++++ DATA SUPPLIED ++++
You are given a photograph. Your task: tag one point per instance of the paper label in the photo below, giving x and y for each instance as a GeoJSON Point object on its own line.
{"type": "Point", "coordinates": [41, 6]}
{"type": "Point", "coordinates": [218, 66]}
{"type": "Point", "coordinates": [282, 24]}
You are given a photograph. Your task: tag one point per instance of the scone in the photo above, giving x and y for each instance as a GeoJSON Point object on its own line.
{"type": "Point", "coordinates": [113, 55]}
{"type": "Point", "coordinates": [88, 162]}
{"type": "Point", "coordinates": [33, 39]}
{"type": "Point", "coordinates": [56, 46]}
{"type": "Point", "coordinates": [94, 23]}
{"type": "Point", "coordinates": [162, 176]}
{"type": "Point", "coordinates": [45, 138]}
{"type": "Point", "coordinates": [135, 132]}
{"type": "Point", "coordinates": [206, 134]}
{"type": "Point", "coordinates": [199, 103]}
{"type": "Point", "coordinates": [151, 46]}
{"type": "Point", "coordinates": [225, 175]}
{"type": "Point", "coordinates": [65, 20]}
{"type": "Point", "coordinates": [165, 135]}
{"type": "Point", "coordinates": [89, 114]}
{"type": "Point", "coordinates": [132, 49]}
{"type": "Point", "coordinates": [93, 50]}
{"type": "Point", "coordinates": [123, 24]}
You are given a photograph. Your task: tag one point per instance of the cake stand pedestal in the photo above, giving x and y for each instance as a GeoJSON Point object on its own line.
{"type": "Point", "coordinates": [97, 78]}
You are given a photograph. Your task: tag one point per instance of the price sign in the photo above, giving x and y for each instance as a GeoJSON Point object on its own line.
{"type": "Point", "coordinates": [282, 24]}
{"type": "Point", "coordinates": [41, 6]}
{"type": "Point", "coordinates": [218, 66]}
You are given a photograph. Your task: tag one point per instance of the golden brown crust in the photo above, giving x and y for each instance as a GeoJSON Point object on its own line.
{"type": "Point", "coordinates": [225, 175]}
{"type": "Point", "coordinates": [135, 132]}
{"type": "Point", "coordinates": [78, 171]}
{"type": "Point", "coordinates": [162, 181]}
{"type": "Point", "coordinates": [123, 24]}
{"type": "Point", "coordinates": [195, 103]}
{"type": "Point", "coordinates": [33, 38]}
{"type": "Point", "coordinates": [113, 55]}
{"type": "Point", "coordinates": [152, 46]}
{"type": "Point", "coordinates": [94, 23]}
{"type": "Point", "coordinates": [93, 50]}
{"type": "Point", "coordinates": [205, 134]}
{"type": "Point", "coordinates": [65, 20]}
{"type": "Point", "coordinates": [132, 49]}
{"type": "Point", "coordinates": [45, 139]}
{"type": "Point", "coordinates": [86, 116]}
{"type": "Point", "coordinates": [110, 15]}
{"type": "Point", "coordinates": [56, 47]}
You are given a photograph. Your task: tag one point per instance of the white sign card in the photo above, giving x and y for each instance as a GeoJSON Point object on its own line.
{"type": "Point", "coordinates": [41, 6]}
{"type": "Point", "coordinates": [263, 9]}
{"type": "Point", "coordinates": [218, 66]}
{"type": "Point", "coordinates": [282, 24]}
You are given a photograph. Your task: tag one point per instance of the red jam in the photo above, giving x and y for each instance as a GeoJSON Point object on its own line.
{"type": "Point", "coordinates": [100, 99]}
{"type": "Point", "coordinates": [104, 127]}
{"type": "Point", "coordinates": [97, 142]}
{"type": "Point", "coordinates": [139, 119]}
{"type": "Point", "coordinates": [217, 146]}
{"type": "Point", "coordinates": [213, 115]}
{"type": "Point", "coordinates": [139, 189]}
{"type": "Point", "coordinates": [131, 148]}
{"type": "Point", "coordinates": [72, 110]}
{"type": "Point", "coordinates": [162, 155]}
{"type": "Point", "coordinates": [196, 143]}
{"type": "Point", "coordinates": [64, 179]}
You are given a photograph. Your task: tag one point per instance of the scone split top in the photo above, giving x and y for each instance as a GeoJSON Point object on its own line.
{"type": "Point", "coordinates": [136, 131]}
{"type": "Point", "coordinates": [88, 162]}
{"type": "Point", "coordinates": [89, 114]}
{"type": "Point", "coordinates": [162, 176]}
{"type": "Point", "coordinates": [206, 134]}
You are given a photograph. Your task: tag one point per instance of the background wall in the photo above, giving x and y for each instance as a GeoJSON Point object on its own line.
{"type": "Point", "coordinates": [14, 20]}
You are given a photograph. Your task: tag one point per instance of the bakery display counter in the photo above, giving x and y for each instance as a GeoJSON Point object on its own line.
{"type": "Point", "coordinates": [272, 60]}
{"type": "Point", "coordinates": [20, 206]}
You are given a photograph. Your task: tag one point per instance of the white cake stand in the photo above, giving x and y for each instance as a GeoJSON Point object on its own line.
++++
• **PROMPT**: Take the entries above and copy them out exactly.

• **EXPECTED ANSWER**:
You are given a photograph. Your task: tag one point per instance of the paper label in the photo below, giving x and y for each instance as a GeoJSON Point object on its own line.
{"type": "Point", "coordinates": [41, 6]}
{"type": "Point", "coordinates": [218, 66]}
{"type": "Point", "coordinates": [282, 24]}
You are given a photograph. Your task: tag one point per instance of the scone in the photo above, giving x and y for each instance as a GeoJSON Point object on its own line.
{"type": "Point", "coordinates": [113, 55]}
{"type": "Point", "coordinates": [88, 162]}
{"type": "Point", "coordinates": [33, 39]}
{"type": "Point", "coordinates": [56, 46]}
{"type": "Point", "coordinates": [94, 23]}
{"type": "Point", "coordinates": [162, 176]}
{"type": "Point", "coordinates": [45, 138]}
{"type": "Point", "coordinates": [135, 132]}
{"type": "Point", "coordinates": [206, 134]}
{"type": "Point", "coordinates": [199, 103]}
{"type": "Point", "coordinates": [151, 46]}
{"type": "Point", "coordinates": [225, 175]}
{"type": "Point", "coordinates": [65, 20]}
{"type": "Point", "coordinates": [165, 135]}
{"type": "Point", "coordinates": [89, 114]}
{"type": "Point", "coordinates": [132, 49]}
{"type": "Point", "coordinates": [93, 50]}
{"type": "Point", "coordinates": [123, 24]}
You are given a photograph. Your task: tag one point per instance of the cake stand pedestal in the photo above, giving x and y for each instance as a GeoJSON Point object on its own line.
{"type": "Point", "coordinates": [97, 78]}
You are given a photograph. Your task: tag one point per instance of the price sign in the photo above, giving x and y for each instance as a GeoJSON Point object on its own line.
{"type": "Point", "coordinates": [282, 24]}
{"type": "Point", "coordinates": [41, 6]}
{"type": "Point", "coordinates": [218, 66]}
You are given a photograph. Your task: tag one point per instance of the golden brown crust in the photo above, giving x and y for each instance as a GeoJSON Point object on its own line.
{"type": "Point", "coordinates": [225, 175]}
{"type": "Point", "coordinates": [135, 132]}
{"type": "Point", "coordinates": [78, 171]}
{"type": "Point", "coordinates": [162, 181]}
{"type": "Point", "coordinates": [123, 24]}
{"type": "Point", "coordinates": [195, 103]}
{"type": "Point", "coordinates": [33, 38]}
{"type": "Point", "coordinates": [113, 55]}
{"type": "Point", "coordinates": [152, 46]}
{"type": "Point", "coordinates": [94, 23]}
{"type": "Point", "coordinates": [93, 50]}
{"type": "Point", "coordinates": [205, 134]}
{"type": "Point", "coordinates": [65, 20]}
{"type": "Point", "coordinates": [132, 49]}
{"type": "Point", "coordinates": [45, 139]}
{"type": "Point", "coordinates": [86, 116]}
{"type": "Point", "coordinates": [110, 15]}
{"type": "Point", "coordinates": [56, 47]}
You are given a photograph. Your task: tag one point per instance of the white sign card in the photo above, giving x and y for each instance as a GeoJSON Point object on its own line.
{"type": "Point", "coordinates": [41, 6]}
{"type": "Point", "coordinates": [263, 9]}
{"type": "Point", "coordinates": [218, 66]}
{"type": "Point", "coordinates": [282, 24]}
You are given a photograph. Your task: tag one point per instance of the red jam in the photo above, giving x and y for each instance as a GeoJSON Point object on its own line.
{"type": "Point", "coordinates": [100, 99]}
{"type": "Point", "coordinates": [104, 127]}
{"type": "Point", "coordinates": [97, 142]}
{"type": "Point", "coordinates": [139, 119]}
{"type": "Point", "coordinates": [217, 146]}
{"type": "Point", "coordinates": [213, 115]}
{"type": "Point", "coordinates": [139, 189]}
{"type": "Point", "coordinates": [131, 148]}
{"type": "Point", "coordinates": [72, 110]}
{"type": "Point", "coordinates": [162, 155]}
{"type": "Point", "coordinates": [196, 143]}
{"type": "Point", "coordinates": [64, 179]}
You are given a photograph. Your task: tag one point per instance of the scone split top in the photo above, giving x and y for each instance as a GeoJSON Point object on its own line.
{"type": "Point", "coordinates": [136, 131]}
{"type": "Point", "coordinates": [88, 162]}
{"type": "Point", "coordinates": [89, 114]}
{"type": "Point", "coordinates": [162, 176]}
{"type": "Point", "coordinates": [206, 134]}
You are given a photograph. Your task: tag one point per instance of the background wall in the photo above, giving x and y for each instance as a GeoJSON Point object on its own line.
{"type": "Point", "coordinates": [14, 20]}
You are given a photograph. Your task: tag one point per instance of the bakery display counter in the photo above, giving x and y for each instance as a GeoJSON Point object on its own line.
{"type": "Point", "coordinates": [272, 60]}
{"type": "Point", "coordinates": [20, 206]}
You are given a photograph. Your task: tag one point per instance of the white cake stand in the photo above, giving x and y for each instance as a GeoJSON Point object on its own line.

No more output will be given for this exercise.